** How to complete this task **
Look through the data below for the line with "positive clicks: (586, 115)" and the line with "box: [182, 277, 267, 351]", then output those two and all lines in between, exactly as written.

*** Data supplied Section Begins ***

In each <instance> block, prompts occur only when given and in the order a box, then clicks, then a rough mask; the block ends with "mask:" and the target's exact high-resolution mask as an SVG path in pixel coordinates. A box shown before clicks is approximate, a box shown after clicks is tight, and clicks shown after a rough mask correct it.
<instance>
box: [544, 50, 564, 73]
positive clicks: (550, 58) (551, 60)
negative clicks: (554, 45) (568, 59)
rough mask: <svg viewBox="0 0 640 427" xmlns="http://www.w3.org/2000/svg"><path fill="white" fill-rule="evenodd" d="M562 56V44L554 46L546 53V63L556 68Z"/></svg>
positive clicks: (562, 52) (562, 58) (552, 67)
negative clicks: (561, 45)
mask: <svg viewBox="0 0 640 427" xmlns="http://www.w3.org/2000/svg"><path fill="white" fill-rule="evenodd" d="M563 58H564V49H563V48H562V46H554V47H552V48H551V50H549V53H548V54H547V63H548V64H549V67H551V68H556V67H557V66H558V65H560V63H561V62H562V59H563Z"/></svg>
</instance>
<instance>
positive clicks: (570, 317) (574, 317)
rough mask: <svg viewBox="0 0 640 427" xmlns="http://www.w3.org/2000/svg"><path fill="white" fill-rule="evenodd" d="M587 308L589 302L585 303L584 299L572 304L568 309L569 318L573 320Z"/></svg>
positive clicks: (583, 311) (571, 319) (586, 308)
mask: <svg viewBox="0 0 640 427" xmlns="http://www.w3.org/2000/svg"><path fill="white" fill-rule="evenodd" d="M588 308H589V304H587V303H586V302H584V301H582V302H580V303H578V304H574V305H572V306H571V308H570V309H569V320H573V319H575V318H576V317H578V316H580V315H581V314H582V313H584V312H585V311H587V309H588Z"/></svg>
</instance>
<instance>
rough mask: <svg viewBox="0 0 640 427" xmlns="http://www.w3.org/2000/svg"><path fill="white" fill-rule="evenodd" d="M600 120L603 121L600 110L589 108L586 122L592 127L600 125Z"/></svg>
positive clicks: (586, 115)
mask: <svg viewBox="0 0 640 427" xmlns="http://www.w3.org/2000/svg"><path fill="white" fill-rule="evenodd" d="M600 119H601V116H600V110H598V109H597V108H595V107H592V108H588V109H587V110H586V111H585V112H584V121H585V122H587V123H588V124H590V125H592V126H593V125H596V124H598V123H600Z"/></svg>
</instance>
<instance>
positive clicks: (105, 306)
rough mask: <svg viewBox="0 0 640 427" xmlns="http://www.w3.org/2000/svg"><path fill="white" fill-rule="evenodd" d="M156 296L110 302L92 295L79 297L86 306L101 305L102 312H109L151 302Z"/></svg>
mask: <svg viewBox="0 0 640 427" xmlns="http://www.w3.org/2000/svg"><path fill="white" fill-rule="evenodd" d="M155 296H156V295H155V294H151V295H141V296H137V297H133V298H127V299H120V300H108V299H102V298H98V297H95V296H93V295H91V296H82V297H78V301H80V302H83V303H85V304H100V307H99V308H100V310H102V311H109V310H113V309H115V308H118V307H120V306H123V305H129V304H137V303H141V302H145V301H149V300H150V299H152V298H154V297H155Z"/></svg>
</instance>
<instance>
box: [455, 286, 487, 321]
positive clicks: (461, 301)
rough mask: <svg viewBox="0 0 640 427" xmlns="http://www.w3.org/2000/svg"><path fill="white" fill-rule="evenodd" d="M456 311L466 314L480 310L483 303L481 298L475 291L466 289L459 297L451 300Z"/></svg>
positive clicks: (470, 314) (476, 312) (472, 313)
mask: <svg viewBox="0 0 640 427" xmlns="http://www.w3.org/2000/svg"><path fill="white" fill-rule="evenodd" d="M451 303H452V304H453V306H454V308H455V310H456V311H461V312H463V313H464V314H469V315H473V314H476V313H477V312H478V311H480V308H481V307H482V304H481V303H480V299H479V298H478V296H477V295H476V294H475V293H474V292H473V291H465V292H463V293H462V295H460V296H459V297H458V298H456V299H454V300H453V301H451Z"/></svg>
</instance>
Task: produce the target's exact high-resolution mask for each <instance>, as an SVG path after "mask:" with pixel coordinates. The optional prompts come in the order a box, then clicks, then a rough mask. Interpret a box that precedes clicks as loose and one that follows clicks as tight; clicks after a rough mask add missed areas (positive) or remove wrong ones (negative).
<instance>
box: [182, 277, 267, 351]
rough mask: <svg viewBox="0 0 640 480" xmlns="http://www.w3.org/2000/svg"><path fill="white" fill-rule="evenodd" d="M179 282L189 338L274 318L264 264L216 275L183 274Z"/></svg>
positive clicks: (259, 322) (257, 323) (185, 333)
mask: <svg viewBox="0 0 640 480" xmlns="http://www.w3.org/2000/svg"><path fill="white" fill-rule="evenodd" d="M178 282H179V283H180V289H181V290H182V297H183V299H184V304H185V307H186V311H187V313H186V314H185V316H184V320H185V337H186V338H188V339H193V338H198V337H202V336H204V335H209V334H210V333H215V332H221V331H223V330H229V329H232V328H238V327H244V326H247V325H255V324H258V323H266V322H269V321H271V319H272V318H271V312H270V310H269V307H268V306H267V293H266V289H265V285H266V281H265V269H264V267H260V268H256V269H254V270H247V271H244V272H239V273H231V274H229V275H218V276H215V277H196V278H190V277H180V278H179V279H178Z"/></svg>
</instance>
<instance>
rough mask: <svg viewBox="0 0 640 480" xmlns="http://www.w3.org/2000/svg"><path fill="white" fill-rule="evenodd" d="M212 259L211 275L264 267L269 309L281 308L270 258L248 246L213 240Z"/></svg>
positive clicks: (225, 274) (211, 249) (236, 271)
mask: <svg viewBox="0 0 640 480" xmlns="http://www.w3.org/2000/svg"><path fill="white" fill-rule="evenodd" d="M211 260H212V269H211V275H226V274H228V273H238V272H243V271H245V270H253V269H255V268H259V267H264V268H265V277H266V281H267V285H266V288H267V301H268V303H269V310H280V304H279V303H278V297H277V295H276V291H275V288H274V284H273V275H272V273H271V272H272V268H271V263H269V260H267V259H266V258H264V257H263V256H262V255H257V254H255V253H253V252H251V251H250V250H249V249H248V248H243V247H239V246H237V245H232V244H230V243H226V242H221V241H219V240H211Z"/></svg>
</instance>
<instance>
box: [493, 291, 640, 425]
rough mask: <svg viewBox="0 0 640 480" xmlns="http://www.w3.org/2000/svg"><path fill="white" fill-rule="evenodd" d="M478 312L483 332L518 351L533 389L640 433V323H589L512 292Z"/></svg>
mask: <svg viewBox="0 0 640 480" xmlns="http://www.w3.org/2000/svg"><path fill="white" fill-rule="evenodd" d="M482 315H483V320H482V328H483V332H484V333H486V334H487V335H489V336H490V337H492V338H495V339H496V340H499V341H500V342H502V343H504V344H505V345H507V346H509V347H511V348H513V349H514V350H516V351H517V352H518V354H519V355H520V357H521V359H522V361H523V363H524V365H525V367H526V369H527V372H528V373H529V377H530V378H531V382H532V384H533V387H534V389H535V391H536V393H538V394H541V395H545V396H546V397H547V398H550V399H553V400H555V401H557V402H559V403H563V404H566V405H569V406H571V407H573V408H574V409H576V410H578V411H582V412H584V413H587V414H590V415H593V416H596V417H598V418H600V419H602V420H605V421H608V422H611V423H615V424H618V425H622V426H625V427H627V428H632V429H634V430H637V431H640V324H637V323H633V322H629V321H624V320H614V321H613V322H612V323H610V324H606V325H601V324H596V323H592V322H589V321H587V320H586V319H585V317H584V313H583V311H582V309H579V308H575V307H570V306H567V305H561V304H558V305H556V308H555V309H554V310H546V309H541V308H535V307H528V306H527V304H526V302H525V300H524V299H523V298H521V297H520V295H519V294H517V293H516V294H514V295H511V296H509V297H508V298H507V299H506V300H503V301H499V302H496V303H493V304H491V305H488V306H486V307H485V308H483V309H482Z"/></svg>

*** Data supplied Section Ends ***

** Answer box **
positive clicks: (586, 115)
mask: <svg viewBox="0 0 640 427" xmlns="http://www.w3.org/2000/svg"><path fill="white" fill-rule="evenodd" d="M600 119H601V116H600V110H598V109H597V108H595V107H592V108H588V109H587V110H586V111H585V112H584V121H585V122H587V123H588V124H590V125H592V126H593V125H596V124H598V123H600Z"/></svg>
</instance>
<instance>
positive clicks: (105, 306)
rough mask: <svg viewBox="0 0 640 427" xmlns="http://www.w3.org/2000/svg"><path fill="white" fill-rule="evenodd" d="M156 296L110 302L92 295L79 297L86 306L101 305L102 312H109L151 302Z"/></svg>
mask: <svg viewBox="0 0 640 427" xmlns="http://www.w3.org/2000/svg"><path fill="white" fill-rule="evenodd" d="M155 296H156V295H155V294H151V295H141V296H137V297H133V298H127V299H120V300H108V299H102V298H98V297H95V296H93V295H91V296H82V297H78V301H80V302H83V303H85V304H100V307H99V308H100V310H102V311H109V310H113V309H115V308H118V307H120V306H123V305H129V304H137V303H141V302H145V301H149V300H150V299H152V298H154V297H155Z"/></svg>
</instance>
<instance>
box: [455, 286, 487, 321]
positive clicks: (461, 301)
rough mask: <svg viewBox="0 0 640 427" xmlns="http://www.w3.org/2000/svg"><path fill="white" fill-rule="evenodd" d="M456 311L466 314L480 310L483 303L481 298L475 291L466 289L459 297L451 300Z"/></svg>
positive clicks: (470, 314) (476, 312) (472, 313)
mask: <svg viewBox="0 0 640 427" xmlns="http://www.w3.org/2000/svg"><path fill="white" fill-rule="evenodd" d="M451 303H452V304H453V306H454V308H455V310H456V311H461V312H463V313H464V314H469V315H473V314H476V313H477V312H478V311H480V308H481V307H482V304H481V303H480V299H479V298H478V296H477V295H476V294H475V293H474V292H473V291H465V292H463V293H462V295H460V296H459V297H458V298H456V299H454V300H453V301H451Z"/></svg>
</instance>
Task: produce the target's exact high-resolution mask for each <instance>, as an SVG path after "mask:" with pixel coordinates. The optional prompts come in the order a box, then clicks, then a rough mask. Interpret a box that precedes clicks as loose and one that follows clicks as tight; clicks after a rough mask add missed areas (positive) or remove wrong ones (negative).
<instance>
box: [182, 277, 267, 351]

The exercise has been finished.